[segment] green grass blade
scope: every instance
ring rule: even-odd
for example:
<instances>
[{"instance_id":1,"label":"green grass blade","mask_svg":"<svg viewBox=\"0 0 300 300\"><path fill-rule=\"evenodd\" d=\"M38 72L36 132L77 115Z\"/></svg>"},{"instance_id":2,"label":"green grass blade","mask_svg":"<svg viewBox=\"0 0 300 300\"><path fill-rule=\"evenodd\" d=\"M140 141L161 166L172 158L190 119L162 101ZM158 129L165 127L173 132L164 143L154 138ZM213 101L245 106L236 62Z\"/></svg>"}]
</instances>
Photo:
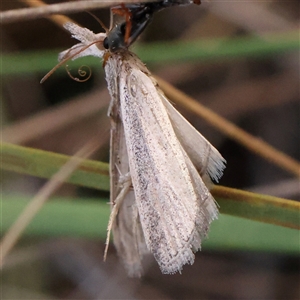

━━━

Here the job is to output the lines from the start of the material through the line with "<instances>", inclusive, exactly and with nothing else.

[segment] green grass blade
scope: every instance
ring rule: even-odd
for example:
<instances>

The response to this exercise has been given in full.